### Exercise prompt
Output all the entries word for word. Omit the pictures.
(begin)
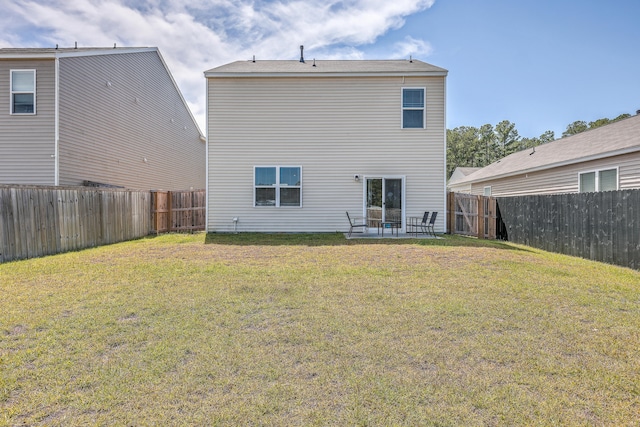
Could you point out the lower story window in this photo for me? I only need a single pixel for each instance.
(278, 186)
(600, 180)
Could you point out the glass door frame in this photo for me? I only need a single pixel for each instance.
(403, 202)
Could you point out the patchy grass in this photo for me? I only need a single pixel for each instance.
(316, 330)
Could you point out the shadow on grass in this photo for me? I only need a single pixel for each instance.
(338, 239)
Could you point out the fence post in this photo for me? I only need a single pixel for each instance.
(451, 212)
(492, 217)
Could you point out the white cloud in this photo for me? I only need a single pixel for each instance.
(410, 46)
(194, 36)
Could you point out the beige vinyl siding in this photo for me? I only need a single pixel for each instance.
(118, 110)
(564, 179)
(334, 128)
(27, 142)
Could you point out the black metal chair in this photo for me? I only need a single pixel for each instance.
(430, 226)
(353, 224)
(414, 227)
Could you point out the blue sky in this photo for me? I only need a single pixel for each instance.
(540, 64)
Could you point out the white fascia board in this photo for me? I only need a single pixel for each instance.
(327, 74)
(67, 54)
(97, 52)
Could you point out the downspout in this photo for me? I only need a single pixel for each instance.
(56, 157)
(444, 209)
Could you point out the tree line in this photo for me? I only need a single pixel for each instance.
(469, 146)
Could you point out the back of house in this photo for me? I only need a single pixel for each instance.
(293, 145)
(108, 116)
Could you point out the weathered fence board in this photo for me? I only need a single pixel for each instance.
(37, 221)
(602, 226)
(472, 215)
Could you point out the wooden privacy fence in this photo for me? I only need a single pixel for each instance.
(178, 211)
(603, 226)
(471, 215)
(37, 221)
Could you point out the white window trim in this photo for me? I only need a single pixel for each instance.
(11, 93)
(596, 172)
(424, 108)
(277, 186)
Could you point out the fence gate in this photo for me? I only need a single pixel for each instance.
(178, 211)
(472, 215)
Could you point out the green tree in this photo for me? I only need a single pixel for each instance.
(462, 146)
(488, 145)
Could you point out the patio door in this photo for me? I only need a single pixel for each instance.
(384, 199)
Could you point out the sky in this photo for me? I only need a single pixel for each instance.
(539, 64)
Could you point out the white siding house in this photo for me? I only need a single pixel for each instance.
(105, 115)
(601, 159)
(292, 145)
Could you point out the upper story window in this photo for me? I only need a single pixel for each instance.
(413, 108)
(277, 186)
(23, 92)
(600, 180)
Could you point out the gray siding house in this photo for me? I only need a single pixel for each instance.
(602, 159)
(292, 145)
(107, 115)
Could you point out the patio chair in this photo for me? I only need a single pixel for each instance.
(414, 227)
(430, 226)
(353, 224)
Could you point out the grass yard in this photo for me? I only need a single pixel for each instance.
(317, 330)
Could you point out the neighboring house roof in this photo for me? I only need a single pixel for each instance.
(617, 138)
(331, 67)
(55, 53)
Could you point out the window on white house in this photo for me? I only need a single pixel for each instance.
(23, 92)
(278, 186)
(413, 108)
(599, 180)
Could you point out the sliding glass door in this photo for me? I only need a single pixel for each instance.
(384, 200)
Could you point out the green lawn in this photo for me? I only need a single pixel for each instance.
(317, 330)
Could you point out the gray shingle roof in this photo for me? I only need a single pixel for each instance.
(268, 68)
(606, 141)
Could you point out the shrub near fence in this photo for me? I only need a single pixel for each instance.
(603, 226)
(37, 221)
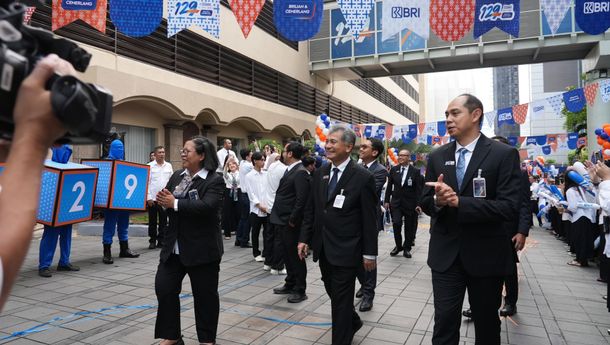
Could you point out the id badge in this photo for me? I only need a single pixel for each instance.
(479, 186)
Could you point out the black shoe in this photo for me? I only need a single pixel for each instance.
(284, 290)
(508, 310)
(366, 304)
(68, 267)
(395, 251)
(45, 272)
(297, 298)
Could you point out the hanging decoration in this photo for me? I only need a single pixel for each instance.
(450, 20)
(503, 15)
(92, 15)
(246, 12)
(555, 11)
(136, 18)
(298, 20)
(405, 14)
(356, 14)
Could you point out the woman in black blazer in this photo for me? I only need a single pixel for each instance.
(193, 244)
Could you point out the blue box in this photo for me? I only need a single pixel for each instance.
(66, 194)
(121, 185)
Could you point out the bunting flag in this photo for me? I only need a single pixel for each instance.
(593, 16)
(490, 117)
(520, 113)
(591, 93)
(246, 12)
(503, 15)
(202, 13)
(356, 14)
(136, 18)
(505, 117)
(94, 15)
(450, 20)
(574, 100)
(298, 20)
(604, 87)
(405, 14)
(27, 15)
(556, 103)
(555, 11)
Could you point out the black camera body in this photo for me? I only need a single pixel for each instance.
(84, 109)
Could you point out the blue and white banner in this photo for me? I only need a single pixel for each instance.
(298, 20)
(505, 117)
(79, 5)
(405, 14)
(356, 14)
(202, 13)
(555, 11)
(575, 100)
(593, 16)
(503, 15)
(136, 18)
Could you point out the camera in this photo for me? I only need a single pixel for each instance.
(84, 109)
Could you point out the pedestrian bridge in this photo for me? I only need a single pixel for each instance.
(335, 55)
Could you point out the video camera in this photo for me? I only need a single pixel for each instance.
(84, 109)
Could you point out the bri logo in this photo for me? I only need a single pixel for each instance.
(406, 12)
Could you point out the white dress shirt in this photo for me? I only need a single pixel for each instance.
(256, 191)
(159, 176)
(201, 173)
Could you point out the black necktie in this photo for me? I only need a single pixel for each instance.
(333, 182)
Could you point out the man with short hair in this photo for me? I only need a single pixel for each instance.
(472, 189)
(223, 155)
(287, 214)
(370, 150)
(160, 172)
(402, 198)
(341, 227)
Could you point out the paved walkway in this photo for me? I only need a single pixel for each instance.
(115, 304)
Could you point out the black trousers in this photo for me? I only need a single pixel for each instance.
(156, 212)
(485, 296)
(204, 283)
(339, 283)
(295, 267)
(256, 223)
(401, 216)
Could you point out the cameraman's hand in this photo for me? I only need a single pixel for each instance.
(33, 116)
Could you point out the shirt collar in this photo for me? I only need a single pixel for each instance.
(470, 147)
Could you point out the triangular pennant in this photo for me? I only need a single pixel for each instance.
(356, 13)
(555, 11)
(520, 113)
(246, 12)
(405, 14)
(503, 15)
(96, 17)
(591, 93)
(136, 18)
(202, 13)
(450, 20)
(556, 103)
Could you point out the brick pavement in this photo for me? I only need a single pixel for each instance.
(115, 304)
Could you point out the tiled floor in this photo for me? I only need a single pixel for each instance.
(115, 304)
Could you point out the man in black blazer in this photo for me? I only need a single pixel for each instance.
(341, 227)
(472, 189)
(287, 214)
(370, 150)
(402, 197)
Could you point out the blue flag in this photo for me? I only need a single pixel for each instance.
(501, 14)
(574, 100)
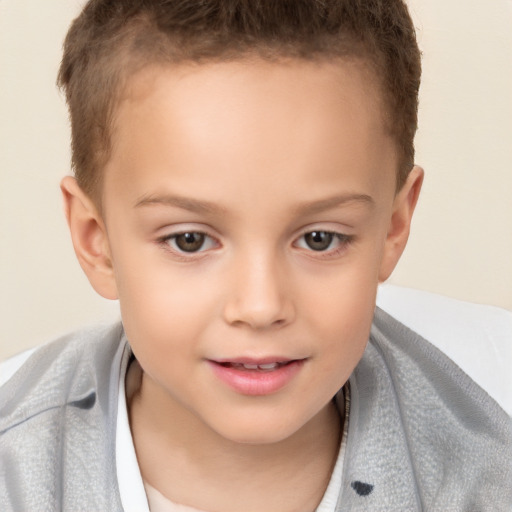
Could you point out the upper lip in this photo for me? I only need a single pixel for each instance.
(256, 360)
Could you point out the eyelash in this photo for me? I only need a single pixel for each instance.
(343, 241)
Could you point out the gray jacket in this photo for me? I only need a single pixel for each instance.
(422, 435)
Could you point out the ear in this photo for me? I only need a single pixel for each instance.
(90, 239)
(400, 223)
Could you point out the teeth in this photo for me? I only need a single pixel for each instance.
(269, 366)
(250, 366)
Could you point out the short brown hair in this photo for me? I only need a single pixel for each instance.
(111, 40)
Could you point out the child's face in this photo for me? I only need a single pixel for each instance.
(248, 214)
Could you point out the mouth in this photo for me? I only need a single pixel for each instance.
(262, 367)
(257, 377)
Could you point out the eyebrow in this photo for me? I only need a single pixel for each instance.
(206, 207)
(333, 202)
(185, 203)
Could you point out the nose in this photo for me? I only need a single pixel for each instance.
(260, 296)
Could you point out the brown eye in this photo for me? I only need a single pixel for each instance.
(189, 242)
(318, 240)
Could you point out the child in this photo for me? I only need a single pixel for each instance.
(244, 180)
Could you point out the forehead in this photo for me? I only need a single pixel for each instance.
(248, 121)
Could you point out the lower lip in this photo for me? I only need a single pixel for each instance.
(end)
### Exercise solution
Could you point out the lower story window in this photo for me? I only need a single pixel for each instance.
(278, 186)
(600, 180)
Could you point out the glass door frame in this photo for me? I only need a single pixel for each instance.
(403, 202)
Could you point out the patchy grass in this photo for me? I only need a single pixel for each instance.
(316, 330)
Could you point out the shadow on grass in this photo for me? I only need a single pixel for each instance.
(338, 239)
Could you point out the fence post in this photo for me? I only need a single pixel for each instance.
(451, 212)
(492, 217)
Could you point out the white cloud in this photo for me? I only need a single pixel for each instance.
(410, 46)
(194, 36)
Could you point out the beige vinyl siding in this photo for me? I only need a single pixel for each instance.
(118, 110)
(564, 179)
(334, 128)
(27, 142)
Could you point out the black metal chair in this photo for me? I only need a single pixel for each instance.
(430, 226)
(353, 224)
(414, 227)
Could you point out the blue sky in this photo for me? I only need a single pixel for each instance.
(540, 64)
Could you point out the white fascia board in this photo for me? I only need a single pixel for each instance.
(327, 74)
(67, 54)
(97, 52)
Could you point out the downspout in this photo for me? I only need a single pixel for each instance.
(56, 157)
(444, 209)
Could you point out the tree line in this photo for me? I only need a single pixel for each instance.
(469, 146)
Could you point out the back of house in this photo for me? I only need a single pixel for each instance.
(293, 145)
(108, 116)
Could you point out the weathered fence board in this photo for me? I only need a single pixel for each instance.
(37, 221)
(602, 226)
(472, 215)
Could you point out the wooden privacy fence in this photo for me? I only need a single pixel for each instance.
(178, 211)
(603, 226)
(471, 215)
(37, 221)
Could you point out the white window trim in this photo for me? I only need a single pixel for each instance.
(11, 93)
(596, 172)
(424, 108)
(277, 186)
Could you point out the fence gate in this photo for me? I only need a single pixel for each instance.
(178, 211)
(472, 215)
Could you point out the green tree in this photo for me? I only need a single pixel for each instance.
(462, 146)
(488, 145)
Could you point out the patio door in this photo for me? I only need a single pixel for each instance.
(384, 199)
Could you point out the sky in this photo for me? I only need a single pixel for each instance.
(539, 64)
Could you point out the white siding house in this photo for me? I only need a single pixel for each instance.
(105, 115)
(601, 159)
(292, 145)
Could you point out the upper story window in this photo for me? I only need a single pixel for each instance.
(413, 108)
(277, 186)
(23, 92)
(600, 180)
Could you point out the gray siding house in this photo for me? I only need a single pixel for each instance.
(602, 159)
(292, 145)
(107, 115)
Could you point out the patio chair in this photo for me? I only need a single pixel for each instance.
(414, 227)
(430, 226)
(353, 224)
Could you point out the grass yard in this photo for me? I only need a single pixel for each instance.
(317, 330)
Could you point out the neighboring house roof in this photo for me? I only need a single pixel for each instance.
(617, 138)
(331, 67)
(55, 53)
Could you point out the window on white house in this photo for me? I only need a single pixel for each instance.
(23, 92)
(278, 186)
(413, 108)
(599, 180)
Could you point out the sliding glass door in this photo for me? I only need a single pixel for each instance.
(384, 200)
Could you point out the green lawn in this photo for me? I only need a single pixel for each instance.
(317, 330)
Could you point out the gray shingle roof in this photo for me? I only need a single pixel for each instance.
(268, 68)
(606, 141)
Could you point out the shrub near fence in this photo for me? I only need a single pixel for each instance.
(603, 226)
(37, 221)
Could you point out the id badge in this photo for me? I only need a single pixel for each instance.
(479, 186)
Could you point out the black shoe in this photo for me? I only need a single pixel for each instance.
(284, 290)
(508, 310)
(366, 304)
(68, 267)
(395, 251)
(45, 272)
(297, 298)
Could you point out the hanging decoration in this photo for me? I only need a single pixel for each instance.
(450, 20)
(503, 15)
(92, 15)
(246, 12)
(555, 11)
(136, 18)
(298, 20)
(405, 14)
(356, 14)
Could you point out the woman in black blazer in this photo for me? I only need a single pixel for each instance.
(193, 244)
Could you point out the blue box in this photo for me? I only need a single pixel for each instance.
(66, 194)
(121, 185)
Could you point out the bunting flag in this photo for me? I only need a single pixel for each instance.
(593, 16)
(490, 117)
(520, 113)
(591, 93)
(246, 12)
(503, 15)
(202, 13)
(356, 14)
(136, 18)
(505, 117)
(94, 15)
(450, 20)
(574, 100)
(298, 20)
(604, 87)
(405, 14)
(27, 15)
(556, 103)
(555, 11)
Could you point out the black camera body in this photo for me? I only need a single pixel for each instance.
(84, 109)
Could you point out the blue and white banner in this photo for me? I only need a single pixel for each instance.
(298, 20)
(505, 117)
(79, 5)
(405, 14)
(356, 14)
(202, 13)
(555, 11)
(575, 100)
(593, 16)
(503, 15)
(136, 18)
Could you point out the camera in this photo for me? I only need a single pixel for each instance.
(84, 109)
Could you point out the pedestrian bridge in this photo for me? I only need a single pixel for each instance.
(335, 55)
Could you point out the video camera in this photo for me? I only need a single pixel for each instance.
(84, 109)
Could you point out the bri logo in this photo for me? I only need a single pixel for each instance.
(406, 12)
Could you point out the white dress shirt in this photo for me? I only need a single pixel for each instance.
(256, 191)
(159, 176)
(201, 173)
Could you point out the black necktie in this photo for me? I only need a single pixel for each instance.
(333, 182)
Could you point out the man with short hair in this photo for me? I only need a single pixel for each instance.
(472, 189)
(223, 155)
(287, 214)
(370, 150)
(160, 172)
(402, 198)
(341, 227)
Could you point out the paved walkway in this photo for me? I only need a single pixel for each instance.
(115, 304)
Could you point out the black trousers in this photo for me? I only need a single pixel for each instance.
(156, 212)
(485, 296)
(204, 283)
(339, 283)
(295, 267)
(256, 223)
(401, 216)
Could you point out the cameraman's hand in this photo for me? I only need a single pixel for each instance.
(33, 116)
Could you point out the shirt collar in this photo for me? I only need a single pixel for each instance.
(470, 147)
Could you point out the triangular pennant in this photo for me? I only need a single pixel for each instance.
(356, 13)
(555, 11)
(520, 113)
(246, 12)
(405, 14)
(503, 15)
(96, 17)
(591, 93)
(136, 18)
(202, 13)
(450, 20)
(556, 103)
Could you point out the brick pavement in this photo for me? I only need a single pixel for each instance.
(115, 304)
Could you point out the tiled floor in this photo for me? I only need a single pixel for each instance.
(115, 304)
Could you point out the man in black blazer in this photo for me? I only need a single pixel for each instance.
(341, 227)
(472, 189)
(287, 214)
(370, 150)
(402, 197)
Could you point out the blue flag in this photo for me? I only need a single pixel for each instance.
(501, 14)
(574, 100)
Could you point out the upper lip in this photo for me? I only need a single pixel for each instance.
(256, 360)
Could you point out the eyelash in this photo for me? I only need a single pixel for each instance.
(343, 241)
Could you point out the gray jacket in this photo for me? I only need a single pixel for each instance.
(422, 435)
Could you point out the ear in this photo for me? I only need a single pixel for each instance.
(90, 239)
(400, 223)
Could you point out the teeth in this photo for me? I only need a single pixel for each instance.
(269, 366)
(250, 366)
Could you point out the short brown hair in this photo for me? I only need a single pixel for each instance.
(111, 40)
Could you point out the child's face in this photo for me? I only need a single pixel for each instance.
(248, 214)
Could you point out the mouth in this photo for me? I only need a single pixel for each instance.
(262, 367)
(257, 377)
Could you point out the eyebrow in this photo for me? I only need a single pixel for each instance.
(206, 207)
(333, 202)
(185, 203)
Could you point out the nose in this photo for me? I only need a single pixel for each instance.
(260, 296)
Could you point out the brown eye in this photo for me? I only need a single pixel for each instance.
(189, 242)
(318, 240)
Could you point out the child in this photo for me? I only need a single pixel for each instance.
(244, 180)
Could you point out the forehead in this photo for me? I only need a single pixel for each instance.
(248, 121)
Could you point out the lower lip in this photo for me? I only need a single pixel for each instance.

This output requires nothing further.